Lay out the records as a numbered list, leaving out blank lines, covering only the lines from the one containing "Locate all instances of floor" through the one containing "[223,186,389,239]", both included.

━━ Information provided

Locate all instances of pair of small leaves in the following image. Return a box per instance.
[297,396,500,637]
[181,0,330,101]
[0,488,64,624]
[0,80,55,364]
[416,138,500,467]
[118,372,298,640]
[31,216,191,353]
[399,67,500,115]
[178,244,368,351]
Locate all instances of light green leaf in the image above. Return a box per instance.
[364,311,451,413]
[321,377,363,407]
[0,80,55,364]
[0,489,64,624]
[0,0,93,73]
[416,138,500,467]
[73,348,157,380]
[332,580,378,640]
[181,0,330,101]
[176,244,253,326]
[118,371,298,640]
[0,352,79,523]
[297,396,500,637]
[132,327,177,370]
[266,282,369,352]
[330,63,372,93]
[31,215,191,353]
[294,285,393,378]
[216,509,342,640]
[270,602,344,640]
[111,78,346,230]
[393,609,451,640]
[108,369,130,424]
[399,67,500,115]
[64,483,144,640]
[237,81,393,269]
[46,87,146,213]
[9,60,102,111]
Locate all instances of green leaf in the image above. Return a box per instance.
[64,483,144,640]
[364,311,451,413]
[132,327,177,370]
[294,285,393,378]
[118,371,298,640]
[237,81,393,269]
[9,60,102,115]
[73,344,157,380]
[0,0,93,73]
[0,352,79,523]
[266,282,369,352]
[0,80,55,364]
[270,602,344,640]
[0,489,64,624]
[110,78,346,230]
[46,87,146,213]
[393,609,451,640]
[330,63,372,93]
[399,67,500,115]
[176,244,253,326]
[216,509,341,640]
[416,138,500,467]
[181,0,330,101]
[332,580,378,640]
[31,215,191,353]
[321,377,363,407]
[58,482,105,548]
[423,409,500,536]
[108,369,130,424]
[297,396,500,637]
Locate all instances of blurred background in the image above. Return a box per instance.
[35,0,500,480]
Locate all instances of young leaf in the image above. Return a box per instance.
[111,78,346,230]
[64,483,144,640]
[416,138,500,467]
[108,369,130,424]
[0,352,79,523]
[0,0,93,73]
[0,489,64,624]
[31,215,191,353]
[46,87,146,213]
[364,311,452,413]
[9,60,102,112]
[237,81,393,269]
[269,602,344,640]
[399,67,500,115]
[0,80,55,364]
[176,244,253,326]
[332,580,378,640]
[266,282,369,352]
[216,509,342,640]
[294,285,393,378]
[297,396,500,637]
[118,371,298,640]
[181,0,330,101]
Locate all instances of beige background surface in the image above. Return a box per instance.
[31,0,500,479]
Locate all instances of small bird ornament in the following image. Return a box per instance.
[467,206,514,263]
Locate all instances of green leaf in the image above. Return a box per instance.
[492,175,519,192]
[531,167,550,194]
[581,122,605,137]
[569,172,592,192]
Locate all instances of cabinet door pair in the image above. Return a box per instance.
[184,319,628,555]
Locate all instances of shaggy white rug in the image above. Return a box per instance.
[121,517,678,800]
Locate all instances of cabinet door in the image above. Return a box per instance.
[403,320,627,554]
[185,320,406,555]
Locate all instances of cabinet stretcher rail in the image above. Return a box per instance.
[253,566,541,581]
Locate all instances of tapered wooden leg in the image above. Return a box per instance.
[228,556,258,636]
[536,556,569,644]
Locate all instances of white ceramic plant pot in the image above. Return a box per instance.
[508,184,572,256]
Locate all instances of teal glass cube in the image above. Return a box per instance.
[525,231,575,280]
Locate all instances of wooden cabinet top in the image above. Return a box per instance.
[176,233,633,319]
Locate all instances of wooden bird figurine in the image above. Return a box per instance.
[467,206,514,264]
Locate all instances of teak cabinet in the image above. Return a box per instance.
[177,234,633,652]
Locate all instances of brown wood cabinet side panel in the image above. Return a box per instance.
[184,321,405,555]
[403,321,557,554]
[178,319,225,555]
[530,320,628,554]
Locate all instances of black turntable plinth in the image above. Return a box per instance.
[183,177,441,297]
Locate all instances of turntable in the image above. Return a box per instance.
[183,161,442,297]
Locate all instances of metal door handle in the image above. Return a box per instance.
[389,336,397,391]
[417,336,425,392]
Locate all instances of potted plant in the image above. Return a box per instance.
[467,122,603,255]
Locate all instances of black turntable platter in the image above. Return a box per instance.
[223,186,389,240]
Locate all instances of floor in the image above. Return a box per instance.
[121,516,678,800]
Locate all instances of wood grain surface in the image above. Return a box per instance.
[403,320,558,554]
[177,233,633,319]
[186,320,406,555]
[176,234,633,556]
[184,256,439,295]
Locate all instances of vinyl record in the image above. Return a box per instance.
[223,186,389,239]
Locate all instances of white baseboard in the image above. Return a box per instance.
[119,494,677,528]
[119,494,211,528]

━━━━
━━ Information provided

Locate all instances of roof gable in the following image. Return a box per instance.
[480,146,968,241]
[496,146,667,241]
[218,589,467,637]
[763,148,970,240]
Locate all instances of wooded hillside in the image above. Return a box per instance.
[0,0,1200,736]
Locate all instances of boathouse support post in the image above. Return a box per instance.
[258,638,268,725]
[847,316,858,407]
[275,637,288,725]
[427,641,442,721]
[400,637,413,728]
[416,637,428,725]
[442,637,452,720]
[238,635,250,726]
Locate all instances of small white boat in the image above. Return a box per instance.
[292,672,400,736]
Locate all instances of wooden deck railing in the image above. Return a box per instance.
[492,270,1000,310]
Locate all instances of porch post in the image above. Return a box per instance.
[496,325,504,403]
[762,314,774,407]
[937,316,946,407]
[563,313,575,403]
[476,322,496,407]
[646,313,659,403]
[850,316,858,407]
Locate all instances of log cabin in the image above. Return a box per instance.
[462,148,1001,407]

━━━━

Reply to the task
1. Locate all instances of floor in the image above. Return a box per instance.
2. [121,516,678,800]
3. Locate all instances of wood grain surface in the image above. Return a box per instance.
4. [403,320,558,554]
5. [177,233,633,319]
6. [186,320,406,555]
7. [176,234,633,556]
8. [184,256,439,295]
9. Locate all instances of vinyl record in the image above. Return a box per instance.
10. [223,186,389,239]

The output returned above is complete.